(Collection entries)
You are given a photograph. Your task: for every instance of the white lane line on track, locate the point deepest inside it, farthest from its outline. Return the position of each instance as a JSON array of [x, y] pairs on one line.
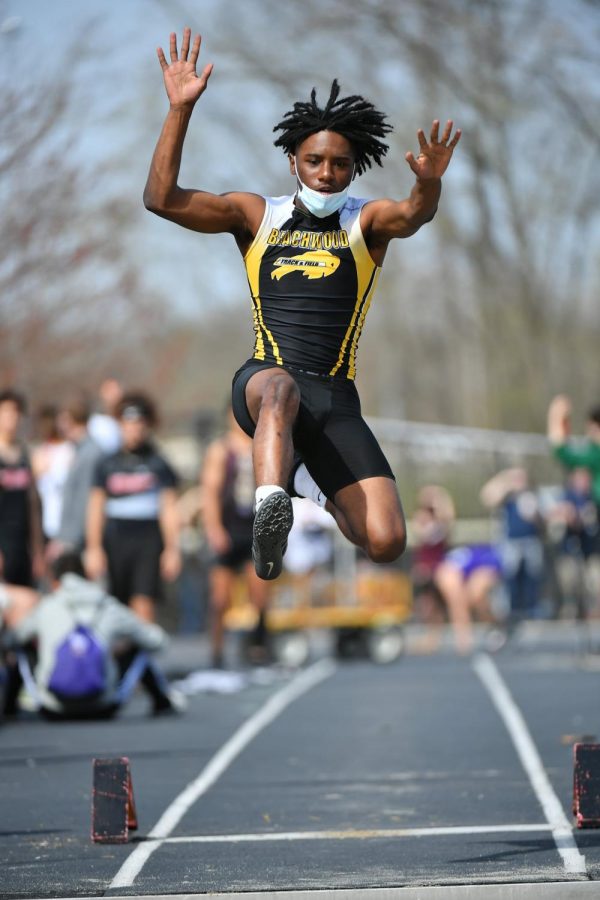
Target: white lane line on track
[[512, 717], [222, 759], [370, 834]]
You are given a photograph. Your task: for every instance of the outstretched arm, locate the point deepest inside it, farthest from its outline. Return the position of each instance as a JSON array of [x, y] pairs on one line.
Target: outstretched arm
[[559, 420], [202, 211], [386, 219]]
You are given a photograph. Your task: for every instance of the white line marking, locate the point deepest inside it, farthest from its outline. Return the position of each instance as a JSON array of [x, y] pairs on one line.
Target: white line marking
[[512, 717], [222, 759], [357, 835]]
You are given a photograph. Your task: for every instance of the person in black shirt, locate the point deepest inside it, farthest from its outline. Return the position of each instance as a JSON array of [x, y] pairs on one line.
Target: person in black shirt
[[21, 539], [132, 522], [228, 488]]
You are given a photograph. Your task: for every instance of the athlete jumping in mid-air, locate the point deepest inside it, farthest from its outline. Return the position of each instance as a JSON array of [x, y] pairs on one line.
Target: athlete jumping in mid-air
[[312, 261]]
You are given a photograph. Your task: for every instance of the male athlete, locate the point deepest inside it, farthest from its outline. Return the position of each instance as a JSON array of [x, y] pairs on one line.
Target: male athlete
[[312, 261]]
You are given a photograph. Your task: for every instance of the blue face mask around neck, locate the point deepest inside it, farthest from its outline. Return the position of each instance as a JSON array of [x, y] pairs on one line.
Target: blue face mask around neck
[[321, 205]]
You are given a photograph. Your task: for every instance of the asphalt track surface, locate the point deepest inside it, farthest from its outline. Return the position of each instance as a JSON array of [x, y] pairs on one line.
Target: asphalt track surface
[[346, 777]]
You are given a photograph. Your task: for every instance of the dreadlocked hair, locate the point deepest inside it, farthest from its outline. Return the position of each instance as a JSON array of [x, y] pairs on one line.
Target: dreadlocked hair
[[353, 117]]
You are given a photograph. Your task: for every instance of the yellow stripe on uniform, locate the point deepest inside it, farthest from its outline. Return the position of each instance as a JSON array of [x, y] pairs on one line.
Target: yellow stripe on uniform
[[252, 261], [365, 270]]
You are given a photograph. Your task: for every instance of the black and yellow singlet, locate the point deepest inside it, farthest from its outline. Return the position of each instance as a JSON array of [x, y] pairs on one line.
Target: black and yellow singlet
[[311, 282]]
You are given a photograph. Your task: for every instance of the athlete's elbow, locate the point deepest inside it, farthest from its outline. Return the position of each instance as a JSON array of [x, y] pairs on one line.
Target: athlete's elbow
[[387, 548]]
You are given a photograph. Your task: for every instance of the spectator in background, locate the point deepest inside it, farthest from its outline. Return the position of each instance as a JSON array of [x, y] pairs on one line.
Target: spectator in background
[[133, 523], [465, 579], [521, 547], [16, 603], [227, 491], [431, 525], [50, 463], [103, 426], [21, 537], [575, 454], [78, 611], [87, 454]]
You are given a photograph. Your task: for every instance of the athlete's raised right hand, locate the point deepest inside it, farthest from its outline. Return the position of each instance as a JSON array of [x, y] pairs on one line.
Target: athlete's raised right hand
[[182, 84]]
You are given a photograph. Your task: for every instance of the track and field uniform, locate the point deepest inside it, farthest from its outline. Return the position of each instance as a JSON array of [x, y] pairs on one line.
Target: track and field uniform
[[16, 479], [237, 510], [311, 281], [133, 482]]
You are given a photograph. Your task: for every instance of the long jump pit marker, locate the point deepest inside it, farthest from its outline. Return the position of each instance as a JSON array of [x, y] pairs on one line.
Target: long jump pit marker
[[586, 785], [113, 806]]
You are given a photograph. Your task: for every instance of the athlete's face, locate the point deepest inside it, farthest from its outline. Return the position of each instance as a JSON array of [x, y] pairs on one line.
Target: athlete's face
[[10, 420], [324, 162], [135, 432]]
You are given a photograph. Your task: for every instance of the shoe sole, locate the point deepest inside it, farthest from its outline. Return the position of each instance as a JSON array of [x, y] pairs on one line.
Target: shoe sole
[[272, 525]]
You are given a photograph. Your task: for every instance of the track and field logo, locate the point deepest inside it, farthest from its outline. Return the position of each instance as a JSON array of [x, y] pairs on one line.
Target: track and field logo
[[313, 264]]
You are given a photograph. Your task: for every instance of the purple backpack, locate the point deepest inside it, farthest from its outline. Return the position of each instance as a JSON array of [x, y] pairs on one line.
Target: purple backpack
[[80, 666]]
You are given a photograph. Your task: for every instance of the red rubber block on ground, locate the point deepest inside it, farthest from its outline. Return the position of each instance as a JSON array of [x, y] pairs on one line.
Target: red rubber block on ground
[[113, 806], [586, 785]]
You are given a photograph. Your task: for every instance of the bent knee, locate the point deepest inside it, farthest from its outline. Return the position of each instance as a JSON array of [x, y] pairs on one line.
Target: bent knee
[[385, 548], [281, 393]]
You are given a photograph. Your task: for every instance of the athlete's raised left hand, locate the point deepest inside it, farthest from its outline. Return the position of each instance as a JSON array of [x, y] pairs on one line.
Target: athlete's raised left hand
[[435, 154], [170, 563]]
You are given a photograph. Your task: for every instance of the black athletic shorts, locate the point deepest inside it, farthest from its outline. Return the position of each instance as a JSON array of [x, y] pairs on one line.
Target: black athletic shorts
[[15, 567], [133, 549], [335, 443]]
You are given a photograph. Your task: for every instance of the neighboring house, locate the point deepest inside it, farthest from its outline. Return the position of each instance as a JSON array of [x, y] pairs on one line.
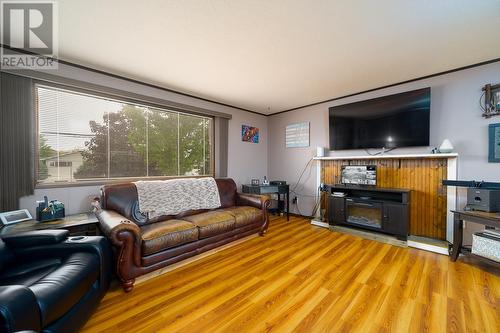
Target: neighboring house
[[62, 167]]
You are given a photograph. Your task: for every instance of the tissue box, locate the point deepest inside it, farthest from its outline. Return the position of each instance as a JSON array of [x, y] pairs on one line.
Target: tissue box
[[487, 244]]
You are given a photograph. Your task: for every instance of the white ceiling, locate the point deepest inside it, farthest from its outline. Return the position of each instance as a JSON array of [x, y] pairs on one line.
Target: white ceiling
[[270, 56]]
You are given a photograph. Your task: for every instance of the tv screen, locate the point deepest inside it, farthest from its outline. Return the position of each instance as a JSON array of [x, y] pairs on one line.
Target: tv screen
[[400, 120]]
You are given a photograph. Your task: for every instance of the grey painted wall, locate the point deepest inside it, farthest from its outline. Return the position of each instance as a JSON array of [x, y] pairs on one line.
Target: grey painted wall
[[245, 160], [455, 114]]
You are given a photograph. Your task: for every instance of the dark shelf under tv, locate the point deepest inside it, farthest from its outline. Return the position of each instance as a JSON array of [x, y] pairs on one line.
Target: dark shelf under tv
[[383, 210]]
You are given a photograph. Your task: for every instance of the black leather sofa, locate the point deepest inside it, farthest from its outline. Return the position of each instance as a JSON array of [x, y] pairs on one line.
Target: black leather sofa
[[51, 282]]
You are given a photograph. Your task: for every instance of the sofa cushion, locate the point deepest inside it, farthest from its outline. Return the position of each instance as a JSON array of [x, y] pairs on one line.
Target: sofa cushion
[[58, 291], [245, 215], [164, 235], [212, 223]]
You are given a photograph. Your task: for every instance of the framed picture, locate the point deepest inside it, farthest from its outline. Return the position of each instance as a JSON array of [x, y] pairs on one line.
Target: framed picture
[[494, 143], [249, 134], [297, 135], [15, 216]]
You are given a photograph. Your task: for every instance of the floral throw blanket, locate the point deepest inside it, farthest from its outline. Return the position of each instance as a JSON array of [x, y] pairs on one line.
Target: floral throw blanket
[[171, 197]]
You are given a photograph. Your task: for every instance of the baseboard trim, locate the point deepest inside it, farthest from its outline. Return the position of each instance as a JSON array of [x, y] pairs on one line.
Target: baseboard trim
[[320, 223], [440, 249]]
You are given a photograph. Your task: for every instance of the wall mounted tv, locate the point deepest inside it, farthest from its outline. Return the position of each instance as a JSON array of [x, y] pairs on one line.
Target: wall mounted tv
[[400, 120]]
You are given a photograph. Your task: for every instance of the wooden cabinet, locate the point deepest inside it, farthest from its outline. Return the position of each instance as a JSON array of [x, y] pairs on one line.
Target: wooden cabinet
[[336, 211], [395, 218]]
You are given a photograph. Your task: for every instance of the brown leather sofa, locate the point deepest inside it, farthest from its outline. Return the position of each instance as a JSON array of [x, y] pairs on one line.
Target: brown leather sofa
[[144, 245]]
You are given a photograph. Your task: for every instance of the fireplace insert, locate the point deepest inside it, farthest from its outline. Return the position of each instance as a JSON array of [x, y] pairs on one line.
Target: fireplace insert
[[364, 213]]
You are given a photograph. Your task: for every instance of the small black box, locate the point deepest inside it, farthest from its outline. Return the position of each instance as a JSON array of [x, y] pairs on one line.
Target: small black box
[[485, 200]]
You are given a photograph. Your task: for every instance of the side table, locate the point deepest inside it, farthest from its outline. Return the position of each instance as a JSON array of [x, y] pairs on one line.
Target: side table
[[85, 224]]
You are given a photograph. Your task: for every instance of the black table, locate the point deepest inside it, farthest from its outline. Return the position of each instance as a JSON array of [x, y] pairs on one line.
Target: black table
[[271, 189], [459, 216], [85, 224]]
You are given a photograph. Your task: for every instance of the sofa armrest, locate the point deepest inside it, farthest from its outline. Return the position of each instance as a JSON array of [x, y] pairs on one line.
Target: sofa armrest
[[125, 235], [18, 309], [35, 238], [112, 224], [253, 200]]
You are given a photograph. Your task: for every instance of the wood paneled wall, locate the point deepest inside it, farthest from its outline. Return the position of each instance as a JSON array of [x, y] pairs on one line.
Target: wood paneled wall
[[423, 176]]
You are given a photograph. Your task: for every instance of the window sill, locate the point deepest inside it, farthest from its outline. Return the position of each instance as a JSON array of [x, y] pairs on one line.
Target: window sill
[[101, 182]]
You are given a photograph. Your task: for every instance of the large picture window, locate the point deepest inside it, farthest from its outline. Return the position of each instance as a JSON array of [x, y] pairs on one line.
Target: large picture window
[[84, 137]]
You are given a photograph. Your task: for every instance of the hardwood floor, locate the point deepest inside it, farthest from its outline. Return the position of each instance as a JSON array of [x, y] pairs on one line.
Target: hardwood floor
[[301, 278]]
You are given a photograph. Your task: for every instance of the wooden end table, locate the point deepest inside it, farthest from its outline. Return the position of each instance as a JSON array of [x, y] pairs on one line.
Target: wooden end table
[[85, 224]]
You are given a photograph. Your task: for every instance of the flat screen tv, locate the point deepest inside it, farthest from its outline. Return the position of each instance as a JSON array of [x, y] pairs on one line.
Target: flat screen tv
[[400, 120]]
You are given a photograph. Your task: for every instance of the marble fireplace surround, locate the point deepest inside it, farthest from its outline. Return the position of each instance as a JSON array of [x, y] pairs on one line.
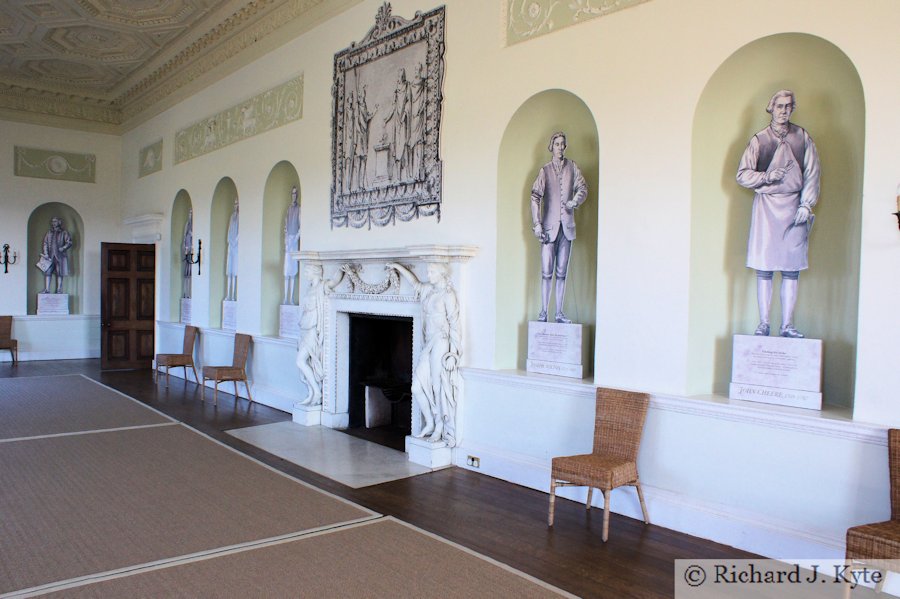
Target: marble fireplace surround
[[370, 290]]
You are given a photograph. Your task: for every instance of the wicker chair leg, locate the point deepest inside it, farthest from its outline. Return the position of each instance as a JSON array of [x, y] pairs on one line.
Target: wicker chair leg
[[552, 501], [643, 504], [606, 494]]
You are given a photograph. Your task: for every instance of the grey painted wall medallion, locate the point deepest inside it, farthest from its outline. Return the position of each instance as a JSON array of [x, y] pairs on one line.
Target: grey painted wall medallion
[[386, 120], [52, 164], [150, 159]]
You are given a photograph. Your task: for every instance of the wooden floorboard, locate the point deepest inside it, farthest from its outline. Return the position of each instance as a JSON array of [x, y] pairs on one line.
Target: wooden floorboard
[[502, 520]]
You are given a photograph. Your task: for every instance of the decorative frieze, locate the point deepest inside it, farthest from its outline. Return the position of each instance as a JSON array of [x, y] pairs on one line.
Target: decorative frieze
[[53, 164], [150, 159], [270, 109], [527, 19]]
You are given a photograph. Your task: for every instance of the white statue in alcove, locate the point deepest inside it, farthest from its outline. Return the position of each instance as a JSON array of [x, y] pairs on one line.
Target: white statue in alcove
[[437, 385], [231, 256], [291, 237]]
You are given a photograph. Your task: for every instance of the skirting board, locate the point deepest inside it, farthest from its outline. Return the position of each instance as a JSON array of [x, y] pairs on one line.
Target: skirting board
[[750, 531], [63, 354]]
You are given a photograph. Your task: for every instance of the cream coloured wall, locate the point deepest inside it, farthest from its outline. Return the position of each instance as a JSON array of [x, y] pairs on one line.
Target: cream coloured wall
[[641, 73], [643, 99]]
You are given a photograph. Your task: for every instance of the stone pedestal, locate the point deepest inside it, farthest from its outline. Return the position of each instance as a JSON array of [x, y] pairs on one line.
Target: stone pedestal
[[307, 415], [558, 349], [185, 310], [289, 321], [427, 453], [53, 303], [777, 370], [229, 315]]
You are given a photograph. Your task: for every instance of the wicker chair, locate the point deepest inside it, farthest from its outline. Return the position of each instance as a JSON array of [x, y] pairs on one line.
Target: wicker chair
[[872, 545], [6, 340], [236, 372], [184, 359], [618, 426]]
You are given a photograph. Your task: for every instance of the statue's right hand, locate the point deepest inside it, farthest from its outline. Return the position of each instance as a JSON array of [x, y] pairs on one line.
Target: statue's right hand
[[775, 175]]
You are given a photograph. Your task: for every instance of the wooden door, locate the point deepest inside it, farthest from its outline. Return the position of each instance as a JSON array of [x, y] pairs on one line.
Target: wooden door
[[127, 305]]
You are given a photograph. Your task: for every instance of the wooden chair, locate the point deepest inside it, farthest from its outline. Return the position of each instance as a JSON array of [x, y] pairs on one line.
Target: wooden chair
[[184, 359], [618, 427], [873, 545], [6, 340], [236, 372]]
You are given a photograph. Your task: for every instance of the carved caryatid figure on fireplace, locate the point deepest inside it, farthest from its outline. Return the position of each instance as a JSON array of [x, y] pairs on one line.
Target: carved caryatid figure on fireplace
[[310, 345], [436, 384]]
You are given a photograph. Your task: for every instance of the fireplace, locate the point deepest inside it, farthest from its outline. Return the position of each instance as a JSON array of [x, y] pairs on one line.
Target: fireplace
[[365, 297], [380, 377]]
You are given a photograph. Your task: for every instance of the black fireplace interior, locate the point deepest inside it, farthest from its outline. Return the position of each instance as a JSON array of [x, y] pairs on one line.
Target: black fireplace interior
[[381, 357]]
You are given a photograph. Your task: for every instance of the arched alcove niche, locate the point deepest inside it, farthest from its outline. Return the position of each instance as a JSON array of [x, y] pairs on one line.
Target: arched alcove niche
[[831, 107], [276, 199], [220, 214], [38, 225], [181, 206], [523, 151]]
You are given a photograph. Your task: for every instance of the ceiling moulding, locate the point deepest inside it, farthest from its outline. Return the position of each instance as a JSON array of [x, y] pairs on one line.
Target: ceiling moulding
[[222, 52], [250, 32], [57, 110]]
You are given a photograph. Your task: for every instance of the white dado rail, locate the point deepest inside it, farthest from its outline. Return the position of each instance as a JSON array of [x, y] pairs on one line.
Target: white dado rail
[[368, 286]]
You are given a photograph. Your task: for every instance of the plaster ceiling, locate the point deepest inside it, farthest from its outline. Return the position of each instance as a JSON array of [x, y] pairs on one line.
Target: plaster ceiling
[[103, 64]]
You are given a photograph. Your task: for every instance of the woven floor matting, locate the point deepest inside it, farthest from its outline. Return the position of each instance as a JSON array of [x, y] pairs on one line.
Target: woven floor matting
[[83, 504], [53, 405], [382, 558]]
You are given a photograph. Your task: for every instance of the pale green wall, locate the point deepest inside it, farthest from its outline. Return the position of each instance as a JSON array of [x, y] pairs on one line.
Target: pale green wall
[[831, 107], [180, 207], [220, 214], [523, 152], [38, 225], [276, 199]]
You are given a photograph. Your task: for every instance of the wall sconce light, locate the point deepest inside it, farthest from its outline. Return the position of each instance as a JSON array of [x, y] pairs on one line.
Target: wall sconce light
[[897, 214], [189, 258], [5, 260]]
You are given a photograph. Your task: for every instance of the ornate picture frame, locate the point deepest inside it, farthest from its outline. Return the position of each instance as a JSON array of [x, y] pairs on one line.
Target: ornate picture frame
[[386, 122]]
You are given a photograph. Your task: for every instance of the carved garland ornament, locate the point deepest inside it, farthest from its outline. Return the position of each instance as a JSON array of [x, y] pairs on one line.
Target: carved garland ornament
[[386, 120], [357, 285]]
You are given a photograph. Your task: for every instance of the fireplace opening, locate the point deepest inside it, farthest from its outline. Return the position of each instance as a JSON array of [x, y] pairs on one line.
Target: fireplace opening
[[380, 371]]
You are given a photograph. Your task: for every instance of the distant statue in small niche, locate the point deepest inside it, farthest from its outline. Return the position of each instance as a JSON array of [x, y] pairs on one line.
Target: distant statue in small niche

[Objective] Carry over the lines from the one holding "athlete's face, locate" through the one holding "[[313, 264]]", inclusive, requests and all, adding 132 to every coordinate in the answers.

[Exercise output]
You are given a photograph. Your task: for every instance of the athlete's face, locate the point deepest inside it, farthest from its outline. Return the position of each instance as a JSON array of [x, y] pairs on one line.
Target: athlete's face
[[142, 552], [456, 294], [267, 564]]
You are given a photograph. Your task: for every instance of the shoe sole, locate the point deepest inside it, farthest from its outline. Return the position of each instance as a JSON array of [x, y] pairs on one line.
Target: shoe sole
[[404, 657]]
You are given a photograph. Your task: for every instance of the track and field logo, locate the point deepest inside it, farthest from its outline. Return the position of each instance as a JSON array of [x, y] pairs on one line.
Target: track and field logo
[[445, 396]]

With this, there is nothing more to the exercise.